(Given passage):

= Giwn Lloyd =

Welsh squire

Giwn Lloyd, 18th Baron of Hendwr (1699–1774) and squire of Tyfos, in the county of Merioneth and of Gwersyllt Park and Plas Newydd, in the county of Denbigh, was a Welsh gentleman who lived in the 18th century and was notorious for his dissolute life. He is best remembered for the lengthy court battle which ensued after his death, lasting over twenty years, exhausting the finances of many of his kinsmen, and shocking much of Welsh society.

== Early life ==
Giwn was born in 1699 in Llandrillo-yn-Edeirnion, the son and heir of David Lloyd of Hendwr, 17th Baron of Hendwr (1668–1707) who was High Sheriff of Merionethshire in 1703. He was named after his 15th century ancestor, Y Giwn Lloyd. His father David was the son of Thomas Lloyd of Tyfos (son of Rowland Lloyd ap Thomas Lloyd ap Rowland Lloyd ap David Lloyd ap Rhydderch ap David Goch ap Thomas ap Ieuan ap David ap Ieuan ap Giwn Lloyd (d. 1425), Baron of Hendwr and a descendant of Owain Brogyntyn. His father, David, had been left Hendwr by his uncle, Maurice Jones, 16th Baron (1654–1684), son and heir of Nathanael Jones of Hendwr (1624–1683), who were kinsmen of his, also descended from Owain Brogyntyn.

(Stated task 1):
Can you reproduce the Giwn Lloyd biography above in full, word for word?

(Supplied information):
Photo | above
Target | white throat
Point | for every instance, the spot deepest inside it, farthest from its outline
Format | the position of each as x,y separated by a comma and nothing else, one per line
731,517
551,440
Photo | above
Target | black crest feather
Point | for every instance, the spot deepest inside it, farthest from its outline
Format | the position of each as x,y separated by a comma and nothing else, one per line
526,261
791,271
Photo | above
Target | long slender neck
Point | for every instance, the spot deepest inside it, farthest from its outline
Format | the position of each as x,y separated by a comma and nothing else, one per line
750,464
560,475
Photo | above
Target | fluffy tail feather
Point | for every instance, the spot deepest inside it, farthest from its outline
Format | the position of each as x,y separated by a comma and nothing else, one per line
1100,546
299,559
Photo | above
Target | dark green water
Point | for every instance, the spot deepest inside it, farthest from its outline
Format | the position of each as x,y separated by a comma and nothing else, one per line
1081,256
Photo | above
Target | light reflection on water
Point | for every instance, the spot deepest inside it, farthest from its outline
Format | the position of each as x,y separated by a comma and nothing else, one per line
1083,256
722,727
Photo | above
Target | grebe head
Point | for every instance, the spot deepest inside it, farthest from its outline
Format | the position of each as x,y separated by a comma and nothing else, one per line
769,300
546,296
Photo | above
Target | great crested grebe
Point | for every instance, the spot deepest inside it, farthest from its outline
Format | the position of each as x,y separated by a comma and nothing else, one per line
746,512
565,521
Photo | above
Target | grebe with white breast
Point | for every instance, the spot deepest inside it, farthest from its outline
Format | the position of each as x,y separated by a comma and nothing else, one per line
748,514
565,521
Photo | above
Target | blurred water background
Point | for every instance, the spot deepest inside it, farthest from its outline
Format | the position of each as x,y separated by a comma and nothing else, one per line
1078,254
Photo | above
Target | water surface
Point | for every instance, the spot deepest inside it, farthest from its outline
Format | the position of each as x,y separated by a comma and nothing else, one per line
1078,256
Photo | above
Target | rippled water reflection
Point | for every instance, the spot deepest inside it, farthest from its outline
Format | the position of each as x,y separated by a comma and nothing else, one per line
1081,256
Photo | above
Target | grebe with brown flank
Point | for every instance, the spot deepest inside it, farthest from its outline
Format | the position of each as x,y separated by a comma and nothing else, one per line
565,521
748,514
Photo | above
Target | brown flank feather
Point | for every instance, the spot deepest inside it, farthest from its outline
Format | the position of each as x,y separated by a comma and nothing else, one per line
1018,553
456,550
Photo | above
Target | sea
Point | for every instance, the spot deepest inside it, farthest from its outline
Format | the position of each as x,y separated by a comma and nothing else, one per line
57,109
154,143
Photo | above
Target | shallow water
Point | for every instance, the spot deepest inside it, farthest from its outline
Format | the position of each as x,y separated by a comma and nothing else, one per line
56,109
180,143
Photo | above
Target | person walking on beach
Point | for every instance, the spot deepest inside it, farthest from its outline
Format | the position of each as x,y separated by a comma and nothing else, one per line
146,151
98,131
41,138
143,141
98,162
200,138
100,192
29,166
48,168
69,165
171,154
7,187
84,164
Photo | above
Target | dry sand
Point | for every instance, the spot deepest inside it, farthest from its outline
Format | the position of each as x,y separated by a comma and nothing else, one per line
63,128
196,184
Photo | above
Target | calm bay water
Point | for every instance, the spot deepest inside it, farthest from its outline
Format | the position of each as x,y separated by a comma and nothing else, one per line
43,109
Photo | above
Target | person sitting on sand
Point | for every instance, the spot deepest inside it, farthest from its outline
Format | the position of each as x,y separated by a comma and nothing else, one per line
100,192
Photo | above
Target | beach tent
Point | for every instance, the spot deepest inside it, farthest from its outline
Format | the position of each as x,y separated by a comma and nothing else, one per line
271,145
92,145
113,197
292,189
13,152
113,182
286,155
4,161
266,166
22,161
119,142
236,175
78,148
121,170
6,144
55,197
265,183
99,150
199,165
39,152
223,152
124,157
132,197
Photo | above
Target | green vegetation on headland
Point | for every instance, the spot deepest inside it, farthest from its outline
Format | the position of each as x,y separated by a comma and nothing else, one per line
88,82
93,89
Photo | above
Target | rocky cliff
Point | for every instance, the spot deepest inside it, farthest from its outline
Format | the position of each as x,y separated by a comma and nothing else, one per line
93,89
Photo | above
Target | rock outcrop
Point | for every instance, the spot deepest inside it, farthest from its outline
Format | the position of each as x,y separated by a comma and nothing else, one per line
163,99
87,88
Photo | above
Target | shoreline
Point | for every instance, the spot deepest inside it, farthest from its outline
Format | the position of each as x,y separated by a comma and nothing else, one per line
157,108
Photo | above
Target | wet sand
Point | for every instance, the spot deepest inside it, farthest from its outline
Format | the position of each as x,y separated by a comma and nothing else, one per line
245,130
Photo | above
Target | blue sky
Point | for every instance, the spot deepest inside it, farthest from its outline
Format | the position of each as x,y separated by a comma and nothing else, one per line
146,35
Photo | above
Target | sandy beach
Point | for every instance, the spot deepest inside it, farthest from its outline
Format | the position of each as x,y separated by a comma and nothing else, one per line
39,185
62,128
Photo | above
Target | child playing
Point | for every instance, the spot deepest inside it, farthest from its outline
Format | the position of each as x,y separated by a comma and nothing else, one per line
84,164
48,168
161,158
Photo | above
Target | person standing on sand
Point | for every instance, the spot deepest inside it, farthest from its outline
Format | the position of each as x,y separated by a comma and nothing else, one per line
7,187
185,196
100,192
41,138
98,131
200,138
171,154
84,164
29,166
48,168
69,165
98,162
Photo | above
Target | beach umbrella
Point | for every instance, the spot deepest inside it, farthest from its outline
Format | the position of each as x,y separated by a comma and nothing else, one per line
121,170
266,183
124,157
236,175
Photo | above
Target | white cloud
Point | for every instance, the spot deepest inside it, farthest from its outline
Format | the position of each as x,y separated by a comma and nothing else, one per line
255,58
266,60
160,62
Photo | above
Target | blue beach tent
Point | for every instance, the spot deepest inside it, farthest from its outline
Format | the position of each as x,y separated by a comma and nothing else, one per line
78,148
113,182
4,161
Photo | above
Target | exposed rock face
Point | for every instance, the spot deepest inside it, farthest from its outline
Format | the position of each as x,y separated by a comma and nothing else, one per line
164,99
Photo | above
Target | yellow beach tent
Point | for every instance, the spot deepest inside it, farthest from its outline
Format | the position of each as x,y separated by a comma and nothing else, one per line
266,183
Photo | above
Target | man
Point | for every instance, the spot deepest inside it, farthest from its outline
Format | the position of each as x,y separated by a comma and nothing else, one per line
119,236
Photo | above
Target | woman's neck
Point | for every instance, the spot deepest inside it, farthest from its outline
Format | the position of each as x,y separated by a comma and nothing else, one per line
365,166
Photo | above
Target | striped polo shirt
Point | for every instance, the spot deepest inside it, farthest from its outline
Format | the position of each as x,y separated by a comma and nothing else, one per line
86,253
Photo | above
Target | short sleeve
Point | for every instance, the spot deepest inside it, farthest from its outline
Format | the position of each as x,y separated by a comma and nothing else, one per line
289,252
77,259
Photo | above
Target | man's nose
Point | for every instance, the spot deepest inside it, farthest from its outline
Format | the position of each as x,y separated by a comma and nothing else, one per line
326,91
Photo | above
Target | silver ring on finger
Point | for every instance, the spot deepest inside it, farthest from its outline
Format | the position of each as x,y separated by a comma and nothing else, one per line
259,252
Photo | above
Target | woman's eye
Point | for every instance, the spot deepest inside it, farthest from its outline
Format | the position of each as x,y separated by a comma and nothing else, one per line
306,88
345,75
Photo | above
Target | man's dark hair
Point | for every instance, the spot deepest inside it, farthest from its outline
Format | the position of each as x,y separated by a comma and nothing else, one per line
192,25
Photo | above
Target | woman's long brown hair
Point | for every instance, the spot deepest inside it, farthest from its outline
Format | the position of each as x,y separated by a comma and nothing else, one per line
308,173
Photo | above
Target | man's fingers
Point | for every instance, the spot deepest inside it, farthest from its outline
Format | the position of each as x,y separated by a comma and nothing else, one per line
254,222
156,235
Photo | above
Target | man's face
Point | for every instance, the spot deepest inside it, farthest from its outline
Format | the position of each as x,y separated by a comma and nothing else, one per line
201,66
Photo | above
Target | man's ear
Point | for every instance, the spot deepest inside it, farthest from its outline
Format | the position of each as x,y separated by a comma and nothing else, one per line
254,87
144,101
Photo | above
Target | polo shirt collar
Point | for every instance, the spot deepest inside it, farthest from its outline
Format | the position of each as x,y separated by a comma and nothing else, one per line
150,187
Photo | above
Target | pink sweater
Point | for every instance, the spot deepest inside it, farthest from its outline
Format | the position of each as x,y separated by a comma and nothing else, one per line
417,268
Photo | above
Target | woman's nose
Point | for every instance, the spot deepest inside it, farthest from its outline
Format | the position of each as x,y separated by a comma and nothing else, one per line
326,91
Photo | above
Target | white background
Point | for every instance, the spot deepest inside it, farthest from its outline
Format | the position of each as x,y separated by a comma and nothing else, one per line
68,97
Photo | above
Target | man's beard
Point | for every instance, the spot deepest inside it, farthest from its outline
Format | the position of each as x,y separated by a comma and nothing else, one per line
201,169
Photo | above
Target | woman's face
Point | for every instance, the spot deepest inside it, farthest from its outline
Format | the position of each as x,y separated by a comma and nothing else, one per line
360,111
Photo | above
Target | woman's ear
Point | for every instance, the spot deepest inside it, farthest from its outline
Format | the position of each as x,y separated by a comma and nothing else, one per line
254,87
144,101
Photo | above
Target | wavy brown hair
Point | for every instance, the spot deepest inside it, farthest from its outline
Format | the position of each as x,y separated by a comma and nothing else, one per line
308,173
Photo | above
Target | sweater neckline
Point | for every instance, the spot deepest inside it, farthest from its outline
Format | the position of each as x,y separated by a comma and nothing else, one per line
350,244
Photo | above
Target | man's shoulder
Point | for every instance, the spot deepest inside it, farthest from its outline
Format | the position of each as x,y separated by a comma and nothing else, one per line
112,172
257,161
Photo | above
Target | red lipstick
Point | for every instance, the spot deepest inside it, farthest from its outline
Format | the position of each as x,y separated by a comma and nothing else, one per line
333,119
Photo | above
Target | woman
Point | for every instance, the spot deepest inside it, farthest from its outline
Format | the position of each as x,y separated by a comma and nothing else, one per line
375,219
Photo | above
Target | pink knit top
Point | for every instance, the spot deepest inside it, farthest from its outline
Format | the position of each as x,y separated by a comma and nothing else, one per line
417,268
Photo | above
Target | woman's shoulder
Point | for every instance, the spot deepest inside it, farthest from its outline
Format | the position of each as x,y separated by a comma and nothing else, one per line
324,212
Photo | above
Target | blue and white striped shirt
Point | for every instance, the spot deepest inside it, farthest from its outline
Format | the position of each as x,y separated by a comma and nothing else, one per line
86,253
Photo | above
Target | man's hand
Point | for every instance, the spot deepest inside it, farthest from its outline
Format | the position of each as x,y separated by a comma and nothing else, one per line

(Stated task 2):
Which lines of the listing above contain the string "reflection"? Show each of them.

(Full answer 1):
= Giwn Lloyd =

Welsh squire

Giwn Lloyd, 18th Baron of Hendwr (1699–1774) and squire of Tyfos, in the county of Merioneth and of Gwersyllt Park and Plas Newydd, in the county of Denbigh, was a Welsh gentleman who lived in the 18th century and was notorious for his dissolute life. He is best remembered for the lengthy court battle which ensued after his death, lasting over twenty years, exhausting the finances of many of his kinsmen, and shocking much of Welsh society.

== Early life ==
Giwn was born in 1699 in Llandrillo-yn-Edeirnion, the son and heir of David Lloyd of Hendwr, 17th Baron of Hendwr (1668–1707) who was High Sheriff of Merionethshire in 1703. He was named after his 15th century ancestor, Y Giwn Lloyd. His father David was the son of Thomas Lloyd of Tyfos (son of Rowland Lloyd ap Thomas Lloyd ap Rowland Lloyd ap David Lloyd ap Rhydderch ap David Goch ap Thomas ap Ieuan ap David ap Ieuan ap Giwn Lloyd (d. 1425), Baron of Hendwr and a descendant of Owain Brogyntyn. His father, David, had been left Hendwr by his uncle, Maurice Jones, 16th Baron (1654–1684), son and heir of Nathanael Jones of Hendwr (1624–1683), who were kinsmen of his, also descended from Owain Brogyntyn.

(Full answer 2):
Target | light reflection on water
Target | rippled water reflection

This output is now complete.